Records
----

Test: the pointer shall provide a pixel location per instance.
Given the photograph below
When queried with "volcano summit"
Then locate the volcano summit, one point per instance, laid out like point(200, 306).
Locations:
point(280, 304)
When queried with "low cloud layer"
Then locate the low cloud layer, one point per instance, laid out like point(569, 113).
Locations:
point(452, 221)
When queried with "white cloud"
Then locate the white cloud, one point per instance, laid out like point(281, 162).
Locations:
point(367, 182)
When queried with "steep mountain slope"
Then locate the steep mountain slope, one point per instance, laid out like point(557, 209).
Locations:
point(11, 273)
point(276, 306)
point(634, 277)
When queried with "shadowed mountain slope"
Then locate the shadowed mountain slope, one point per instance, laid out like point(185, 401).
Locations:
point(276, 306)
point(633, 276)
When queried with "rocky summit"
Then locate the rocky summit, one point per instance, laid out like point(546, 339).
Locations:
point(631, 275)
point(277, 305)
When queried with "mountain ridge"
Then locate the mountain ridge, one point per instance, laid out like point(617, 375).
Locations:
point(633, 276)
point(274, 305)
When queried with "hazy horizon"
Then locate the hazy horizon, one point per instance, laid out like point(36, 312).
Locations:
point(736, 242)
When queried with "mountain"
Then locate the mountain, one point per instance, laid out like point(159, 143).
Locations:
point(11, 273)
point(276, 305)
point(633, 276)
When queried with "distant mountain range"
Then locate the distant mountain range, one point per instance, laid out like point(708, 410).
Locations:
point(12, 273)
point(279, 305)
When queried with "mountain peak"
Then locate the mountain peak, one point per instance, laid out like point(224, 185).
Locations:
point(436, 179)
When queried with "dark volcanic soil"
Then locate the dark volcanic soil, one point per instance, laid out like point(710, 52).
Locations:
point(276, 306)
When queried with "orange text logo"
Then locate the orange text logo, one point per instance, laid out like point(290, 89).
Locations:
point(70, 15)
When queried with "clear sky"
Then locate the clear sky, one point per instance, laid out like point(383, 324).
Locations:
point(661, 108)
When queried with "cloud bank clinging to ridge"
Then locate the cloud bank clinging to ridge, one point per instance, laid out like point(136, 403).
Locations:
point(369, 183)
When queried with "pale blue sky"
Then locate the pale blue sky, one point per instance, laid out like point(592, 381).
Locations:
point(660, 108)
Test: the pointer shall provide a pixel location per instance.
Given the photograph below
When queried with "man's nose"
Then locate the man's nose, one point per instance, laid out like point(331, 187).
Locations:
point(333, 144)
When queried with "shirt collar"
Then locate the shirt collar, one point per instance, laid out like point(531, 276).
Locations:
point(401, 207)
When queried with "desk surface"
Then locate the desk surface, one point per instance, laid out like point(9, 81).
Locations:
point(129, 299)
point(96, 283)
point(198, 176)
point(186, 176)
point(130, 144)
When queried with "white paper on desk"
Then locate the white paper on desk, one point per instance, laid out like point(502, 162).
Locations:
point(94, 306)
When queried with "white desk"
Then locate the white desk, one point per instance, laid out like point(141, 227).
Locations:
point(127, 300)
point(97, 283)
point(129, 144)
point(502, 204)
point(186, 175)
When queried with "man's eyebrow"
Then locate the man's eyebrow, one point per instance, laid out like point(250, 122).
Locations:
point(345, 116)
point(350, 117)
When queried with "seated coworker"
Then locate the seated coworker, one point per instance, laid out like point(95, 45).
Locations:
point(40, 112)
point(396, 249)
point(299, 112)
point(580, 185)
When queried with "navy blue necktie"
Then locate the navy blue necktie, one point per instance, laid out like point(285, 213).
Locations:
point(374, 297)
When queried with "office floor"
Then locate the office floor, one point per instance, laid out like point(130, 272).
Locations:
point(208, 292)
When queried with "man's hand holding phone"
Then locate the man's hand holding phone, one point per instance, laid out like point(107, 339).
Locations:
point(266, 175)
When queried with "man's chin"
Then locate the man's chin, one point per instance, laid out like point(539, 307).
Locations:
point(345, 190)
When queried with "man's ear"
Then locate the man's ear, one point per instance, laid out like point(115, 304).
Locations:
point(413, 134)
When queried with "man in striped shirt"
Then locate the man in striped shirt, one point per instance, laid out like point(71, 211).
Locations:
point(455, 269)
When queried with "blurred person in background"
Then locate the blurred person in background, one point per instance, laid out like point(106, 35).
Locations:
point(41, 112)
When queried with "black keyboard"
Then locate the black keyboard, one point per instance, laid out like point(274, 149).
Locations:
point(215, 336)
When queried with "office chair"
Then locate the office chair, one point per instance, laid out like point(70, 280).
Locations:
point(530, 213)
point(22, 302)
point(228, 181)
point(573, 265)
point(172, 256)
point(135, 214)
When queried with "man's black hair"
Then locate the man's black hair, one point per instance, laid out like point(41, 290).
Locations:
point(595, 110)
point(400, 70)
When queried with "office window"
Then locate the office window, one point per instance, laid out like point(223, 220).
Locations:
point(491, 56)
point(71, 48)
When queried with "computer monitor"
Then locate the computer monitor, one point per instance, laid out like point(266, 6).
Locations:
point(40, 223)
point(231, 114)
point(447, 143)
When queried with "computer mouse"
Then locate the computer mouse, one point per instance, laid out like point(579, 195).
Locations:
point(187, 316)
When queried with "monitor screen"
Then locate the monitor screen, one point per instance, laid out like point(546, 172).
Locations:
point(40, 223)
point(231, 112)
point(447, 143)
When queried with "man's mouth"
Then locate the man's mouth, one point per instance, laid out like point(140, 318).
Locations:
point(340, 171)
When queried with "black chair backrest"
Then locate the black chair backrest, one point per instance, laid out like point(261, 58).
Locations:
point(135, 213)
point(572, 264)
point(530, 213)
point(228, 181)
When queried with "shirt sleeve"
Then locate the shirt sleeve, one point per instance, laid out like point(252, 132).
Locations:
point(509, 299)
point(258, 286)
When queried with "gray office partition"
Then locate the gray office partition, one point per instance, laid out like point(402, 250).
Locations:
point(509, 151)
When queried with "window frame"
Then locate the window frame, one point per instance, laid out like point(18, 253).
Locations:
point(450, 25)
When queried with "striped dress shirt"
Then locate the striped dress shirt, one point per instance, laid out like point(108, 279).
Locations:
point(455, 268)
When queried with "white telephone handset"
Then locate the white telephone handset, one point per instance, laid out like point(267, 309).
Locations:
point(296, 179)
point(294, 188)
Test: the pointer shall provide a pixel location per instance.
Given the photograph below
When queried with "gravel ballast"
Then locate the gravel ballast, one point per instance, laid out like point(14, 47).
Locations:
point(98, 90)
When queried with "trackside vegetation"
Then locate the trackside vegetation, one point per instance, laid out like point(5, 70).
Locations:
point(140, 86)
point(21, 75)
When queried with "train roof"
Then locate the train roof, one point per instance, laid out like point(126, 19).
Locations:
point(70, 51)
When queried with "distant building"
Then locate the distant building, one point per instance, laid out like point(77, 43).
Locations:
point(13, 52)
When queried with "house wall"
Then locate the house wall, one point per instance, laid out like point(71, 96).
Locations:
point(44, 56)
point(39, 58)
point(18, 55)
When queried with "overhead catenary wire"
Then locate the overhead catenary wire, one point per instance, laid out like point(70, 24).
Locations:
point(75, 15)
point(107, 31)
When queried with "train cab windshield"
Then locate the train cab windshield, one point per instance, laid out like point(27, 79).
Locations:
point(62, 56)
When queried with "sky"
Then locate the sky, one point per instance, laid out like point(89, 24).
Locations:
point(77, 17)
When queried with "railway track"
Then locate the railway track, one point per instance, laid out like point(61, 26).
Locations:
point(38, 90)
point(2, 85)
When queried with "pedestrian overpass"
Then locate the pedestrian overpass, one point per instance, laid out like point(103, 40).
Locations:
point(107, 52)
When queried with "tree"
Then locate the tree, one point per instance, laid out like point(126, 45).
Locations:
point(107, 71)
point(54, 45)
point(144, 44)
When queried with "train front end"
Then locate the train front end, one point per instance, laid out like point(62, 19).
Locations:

----

PROBLEM DESCRIPTION: Rescale the entries from their start through the line containing "point(367, 182)", including that line, and reproduce every line in that span. Multiply each coordinate in the points listed under "Locations:" by 1.5 and round to whole numbers with halves going up, but leave the points after "laid out like" unchanged.

WRITTEN REPLY:
Test: the pointer shall provide a pixel location per instance.
Given the photograph below
When queried with "volcano summit"
Then locate the volcano summit, one point per instance, laid out like point(200, 306).
Locations:
point(420, 456)
When queried with "low cloud layer"
Then locate the low cloud layer, one point per instance, laid out like point(569, 113).
Locations:
point(678, 332)
When queried with "white cloud"
Then locate the white cloud, one point per instance, laid out like point(281, 162).
Locations:
point(551, 273)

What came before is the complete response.